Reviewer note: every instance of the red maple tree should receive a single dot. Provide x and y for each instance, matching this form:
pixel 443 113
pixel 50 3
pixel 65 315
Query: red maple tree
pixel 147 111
__________________________________________________
*What this task involves:*
All entries above are to be reproduced exactly.

*Solution for this problem:*
Reviewer note: every instance of the red maple tree should receive a single dot. Provide x and y for each instance, matching this form:
pixel 443 113
pixel 50 3
pixel 65 315
Query: red maple tree
pixel 147 111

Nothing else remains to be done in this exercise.